→ DATA EXTRACTS:
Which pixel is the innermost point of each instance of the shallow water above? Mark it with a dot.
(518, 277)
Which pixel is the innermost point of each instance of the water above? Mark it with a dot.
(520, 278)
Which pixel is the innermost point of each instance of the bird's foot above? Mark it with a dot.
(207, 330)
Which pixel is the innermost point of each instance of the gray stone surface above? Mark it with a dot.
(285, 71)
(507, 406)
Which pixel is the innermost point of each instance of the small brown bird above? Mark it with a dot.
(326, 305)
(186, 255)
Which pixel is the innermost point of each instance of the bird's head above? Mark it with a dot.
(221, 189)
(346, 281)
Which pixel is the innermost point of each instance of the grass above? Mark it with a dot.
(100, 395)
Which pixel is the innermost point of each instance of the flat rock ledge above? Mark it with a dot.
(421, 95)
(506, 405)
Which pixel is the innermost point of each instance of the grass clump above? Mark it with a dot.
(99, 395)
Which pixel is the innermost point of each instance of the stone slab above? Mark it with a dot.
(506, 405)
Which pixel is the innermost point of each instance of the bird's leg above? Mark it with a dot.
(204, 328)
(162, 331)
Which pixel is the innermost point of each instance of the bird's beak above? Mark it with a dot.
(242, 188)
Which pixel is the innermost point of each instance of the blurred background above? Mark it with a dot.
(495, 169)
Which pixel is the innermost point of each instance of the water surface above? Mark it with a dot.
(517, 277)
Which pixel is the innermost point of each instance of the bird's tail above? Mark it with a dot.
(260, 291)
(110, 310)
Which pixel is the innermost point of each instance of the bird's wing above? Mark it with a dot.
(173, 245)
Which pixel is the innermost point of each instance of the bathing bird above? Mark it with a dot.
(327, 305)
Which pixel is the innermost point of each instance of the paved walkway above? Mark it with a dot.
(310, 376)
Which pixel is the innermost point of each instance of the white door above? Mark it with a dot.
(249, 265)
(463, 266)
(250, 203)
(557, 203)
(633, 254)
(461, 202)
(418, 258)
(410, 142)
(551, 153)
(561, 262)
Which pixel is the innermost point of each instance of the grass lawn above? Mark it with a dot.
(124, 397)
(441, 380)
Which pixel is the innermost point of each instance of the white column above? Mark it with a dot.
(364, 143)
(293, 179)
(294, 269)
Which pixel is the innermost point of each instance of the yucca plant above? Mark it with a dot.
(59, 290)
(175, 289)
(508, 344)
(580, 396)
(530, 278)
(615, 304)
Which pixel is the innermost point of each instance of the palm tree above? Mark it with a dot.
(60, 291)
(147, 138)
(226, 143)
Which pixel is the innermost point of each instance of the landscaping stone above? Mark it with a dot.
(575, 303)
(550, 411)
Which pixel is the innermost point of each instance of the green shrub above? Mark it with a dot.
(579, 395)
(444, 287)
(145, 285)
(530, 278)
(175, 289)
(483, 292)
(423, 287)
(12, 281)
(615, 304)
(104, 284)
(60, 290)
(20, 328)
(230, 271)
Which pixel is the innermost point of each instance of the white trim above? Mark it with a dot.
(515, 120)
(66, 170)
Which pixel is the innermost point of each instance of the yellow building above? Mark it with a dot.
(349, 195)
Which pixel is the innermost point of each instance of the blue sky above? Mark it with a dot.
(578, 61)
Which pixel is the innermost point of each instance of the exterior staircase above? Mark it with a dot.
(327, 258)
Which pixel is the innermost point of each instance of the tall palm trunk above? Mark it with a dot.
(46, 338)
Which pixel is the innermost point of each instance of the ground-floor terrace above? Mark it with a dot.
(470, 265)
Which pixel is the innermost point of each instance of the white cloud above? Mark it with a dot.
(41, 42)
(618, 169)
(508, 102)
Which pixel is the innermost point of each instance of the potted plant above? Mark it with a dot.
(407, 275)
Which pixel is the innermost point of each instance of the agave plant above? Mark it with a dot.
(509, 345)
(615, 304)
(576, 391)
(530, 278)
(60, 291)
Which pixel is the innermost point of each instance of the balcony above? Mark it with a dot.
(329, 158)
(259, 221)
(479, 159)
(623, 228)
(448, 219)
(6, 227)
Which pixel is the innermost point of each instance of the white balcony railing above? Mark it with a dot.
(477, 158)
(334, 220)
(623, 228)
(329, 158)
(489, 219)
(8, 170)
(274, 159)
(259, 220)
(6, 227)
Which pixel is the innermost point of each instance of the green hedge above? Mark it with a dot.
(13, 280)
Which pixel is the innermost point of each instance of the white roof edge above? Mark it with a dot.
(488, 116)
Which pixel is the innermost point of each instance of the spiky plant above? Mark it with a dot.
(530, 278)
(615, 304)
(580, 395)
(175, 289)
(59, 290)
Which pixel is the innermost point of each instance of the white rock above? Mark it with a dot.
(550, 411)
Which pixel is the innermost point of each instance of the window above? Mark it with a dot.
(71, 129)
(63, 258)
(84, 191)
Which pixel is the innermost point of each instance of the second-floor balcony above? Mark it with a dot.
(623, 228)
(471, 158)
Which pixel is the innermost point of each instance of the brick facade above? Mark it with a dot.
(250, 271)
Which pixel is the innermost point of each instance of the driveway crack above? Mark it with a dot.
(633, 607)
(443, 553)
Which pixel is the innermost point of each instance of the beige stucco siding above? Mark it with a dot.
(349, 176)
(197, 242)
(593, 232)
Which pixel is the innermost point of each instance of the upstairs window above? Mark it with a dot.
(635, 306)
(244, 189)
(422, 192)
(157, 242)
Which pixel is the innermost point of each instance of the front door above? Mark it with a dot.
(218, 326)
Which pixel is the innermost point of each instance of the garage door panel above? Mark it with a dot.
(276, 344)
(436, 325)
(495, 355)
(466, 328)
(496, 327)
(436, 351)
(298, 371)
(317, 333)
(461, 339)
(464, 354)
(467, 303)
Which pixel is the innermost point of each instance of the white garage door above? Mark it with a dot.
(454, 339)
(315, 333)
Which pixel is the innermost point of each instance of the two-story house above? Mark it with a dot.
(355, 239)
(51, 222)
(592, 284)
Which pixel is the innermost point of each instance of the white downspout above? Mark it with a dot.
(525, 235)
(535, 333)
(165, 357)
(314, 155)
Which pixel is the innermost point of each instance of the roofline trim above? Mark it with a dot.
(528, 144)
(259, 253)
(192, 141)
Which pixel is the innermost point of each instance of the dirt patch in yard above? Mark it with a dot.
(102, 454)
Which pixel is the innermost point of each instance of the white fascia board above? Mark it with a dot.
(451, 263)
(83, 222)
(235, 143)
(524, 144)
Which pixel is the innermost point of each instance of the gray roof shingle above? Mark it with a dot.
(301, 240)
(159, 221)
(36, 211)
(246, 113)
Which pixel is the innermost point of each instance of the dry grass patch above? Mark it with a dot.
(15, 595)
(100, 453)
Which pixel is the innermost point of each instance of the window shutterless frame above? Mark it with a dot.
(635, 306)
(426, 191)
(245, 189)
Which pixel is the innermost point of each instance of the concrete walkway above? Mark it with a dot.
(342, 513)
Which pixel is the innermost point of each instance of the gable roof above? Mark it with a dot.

→ BRIEF:
Write out the whole listing exactly.

→ RESPONSE AREA:
Which pixel is the innermost point of each instance of the shallow water above? Mark it with a dot.
(518, 277)
Which pixel is the innermost point of each instance of the water above? Mark it with a dot.
(520, 278)
Which pixel is the innermost point of each instance of the bird's foot above? Mark it with a dot.
(207, 330)
Which pixel is the innermost point of each instance of the gray stone surface above? Mark it with a dot.
(285, 71)
(507, 406)
Which pixel is the innermost point of each instance of the small brown bird above? Mark it with a dot.
(326, 305)
(186, 255)
Which pixel is the innermost point of each instance of the bird's head above? Mark it with a dot.
(221, 189)
(346, 281)
Which pixel is the innermost point of each instance of the grass above? Mark it with a dot.
(100, 395)
Which pixel is the innermost point of each instance of the flat rock ledge above? Mark it with a dot.
(421, 95)
(506, 405)
Which pixel is the innermost point of each instance of the grass clump above? Mark it with a dot.
(99, 395)
Which pixel is the innermost point of each instance of the stone slab above? Mark it with a dot.
(506, 405)
Which pixel is the innermost point of each instance of the bird's leg above? Mark it with a dot.
(204, 328)
(162, 331)
Which pixel is the innermost point of each instance of the bird's beak above? Mark it with a dot.
(242, 188)
Which pixel is the innermost point of each instance of the blurred background above? Mark it with a dot.
(495, 169)
Which pixel is the innermost point of each instance of the water surface above? Mark it with a dot.
(517, 277)
Which pixel is the innermost point of each instance of the bird's tail above? Mark it with a dot.
(260, 291)
(110, 310)
Which pixel is the innermost point of each instance of the bird's wing above? Mark it with a dot.
(173, 245)
Which pixel is the innermost point of each instance of the bathing bird above? Mark it with a dot.
(327, 305)
Which pixel is the innermost point of each instance of the paved walkway above? Mark it with a dot.
(310, 376)
Which pixel is the innermost point of each instance of the white door above? Mark it with a dot.
(249, 265)
(463, 266)
(250, 203)
(557, 203)
(633, 254)
(461, 202)
(418, 258)
(410, 142)
(551, 153)
(561, 262)
Which pixel is the innermost point of each instance of the grass lawn above? Mark it with a dot.
(124, 397)
(441, 380)
Which pixel is the innermost point of each instance of the white column above? Mark it with a dot.
(364, 143)
(293, 179)
(294, 269)
Which pixel is the innermost point of each instance of the yucca plant above? Mark it with a dot.
(59, 290)
(175, 289)
(508, 344)
(580, 396)
(530, 278)
(615, 304)
Which pixel is the innermost point of each instance of the palm tree above? Mark it with a dot.
(60, 291)
(147, 138)
(226, 143)
Which pixel is the innermost point of each instance of the landscaping stone above? Mark it with a dot.
(575, 303)
(550, 411)
Which pixel is the innermost point of each instance of the green shrub above? Mark it with a dot.
(579, 395)
(444, 287)
(145, 285)
(530, 278)
(175, 289)
(483, 292)
(423, 287)
(12, 281)
(615, 304)
(104, 284)
(60, 290)
(20, 328)
(230, 271)
Which pixel is the innermost point of each instance of the white trim above? Mark it with a dot.
(515, 120)
(66, 170)
Which pixel is the innermost point of each instance of the yellow building above? Mark it with a dot.
(349, 195)
Which pixel is the innermost point of each instance of the blue sky above? Mark it with a dot.
(578, 61)
Which pixel is the innermost point of each instance of the exterior staircase above? Mark it with a dot.
(327, 258)
Which pixel is the innermost point of each instance of the tall palm trunk above? Mark it with a dot.
(46, 338)
Which pixel is the innermost point of each instance of the ground-floor terrace above? Mark it with a dot.
(470, 265)
Which pixel is the innermost point of each instance of the white cloud above? Mark it with a dot.
(41, 42)
(618, 169)
(508, 102)
Which pixel is the innermost point of each instance of the potted plant above? Mark it with a dot.
(407, 275)
Which pixel is the innermost point of each instance of the agave plant above? Mark it with a dot.
(509, 345)
(615, 304)
(576, 391)
(530, 278)
(60, 291)
Which pixel is the innermost point of each instance of the balcony above? Mark it with a dot.
(329, 158)
(259, 221)
(479, 159)
(623, 228)
(448, 219)
(6, 227)
Which pixel is the innermost point of each instance of the white balcony railing above? Mark it with a dot.
(477, 158)
(334, 220)
(623, 228)
(329, 158)
(489, 219)
(8, 170)
(274, 159)
(259, 220)
(6, 227)
Which pixel is the innermost point of each instance of the green hedge above? Mark it with a dot.
(13, 280)
Which pixel is the innermost point of each instance of the white roof edge above? Mark it with a dot.
(488, 116)
Which pixel is the innermost point of each instance of the spiky plant above? Mark it with a dot.
(530, 278)
(615, 304)
(580, 395)
(175, 289)
(59, 290)
Which pixel is the innermost point of each instance of the white rock above? Mark it with a dot.
(550, 411)
Which pixel is the innermost point of each instance of the window above? Mark it with a dot.
(71, 129)
(63, 258)
(84, 191)
Which pixel is the innermost point of each instance of the second-floor balcony above? Mark it with a dot.
(623, 228)
(471, 158)
Which pixel is the innermost point of each instance of the brick facade above? Mark it with a dot.
(250, 271)
Which pixel is the innermost point of each instance of the driveway crack above? Mark it with a dot.
(633, 607)
(443, 553)
Which pixel is the innermost point of each instance of the beige stucco siding above? Mark it with a dot.
(349, 176)
(197, 242)
(593, 232)
Which pixel is the innermost point of each instance of the upstairs window above? Mark it with a dot.
(635, 306)
(244, 189)
(422, 192)
(157, 242)
Which pixel is the innermost point of each instance of the front door above? Mark it with a dot.
(218, 326)
Which pixel is the innermost point of each instance of the garage door panel above? Mark it with a dot.
(276, 344)
(436, 325)
(495, 355)
(466, 328)
(496, 327)
(436, 351)
(298, 371)
(317, 333)
(461, 339)
(464, 354)
(467, 303)
Which pixel is the innermost point of each instance of the white garage door above? Mark it with a dot.
(454, 339)
(315, 333)
Which pixel is the innermost point of each instance of the two-story house above? Mark it with a dot.
(355, 239)
(51, 222)
(592, 284)
Which pixel is the innermost point of each instance of the white downspout above? Mark it with a dot.
(525, 235)
(535, 333)
(165, 357)
(314, 155)
Which pixel is the innermost point of each instance of the roofline trim above? Mark it with a dot.
(528, 144)
(259, 253)
(192, 141)
Which pixel is the innermost point of each instance of the dirt patch in yard above? Mark it with a dot.
(102, 454)
Which pixel is the innermost point of each instance of the white fascia board above? Mark it with a dot.
(451, 263)
(83, 222)
(235, 143)
(524, 144)
Which pixel is the innermost point of each instance of the gray roof shingle above? Mark it with a dot.
(301, 240)
(159, 221)
(36, 211)
(246, 113)
Which pixel is the innermost point of each instance of the dry grass patch above? Mark it with a dot.
(15, 595)
(100, 453)
Which pixel is the innermost point of each instance of the window shutterless frame above? Mark it with a dot.
(635, 306)
(426, 191)
(245, 189)
Which pixel is the innermost point of each instance of the concrete walkway above? Mark it with a dot.
(342, 513)
Which pixel is the innermost point of each instance of the gable roof above? Mark it with a dot.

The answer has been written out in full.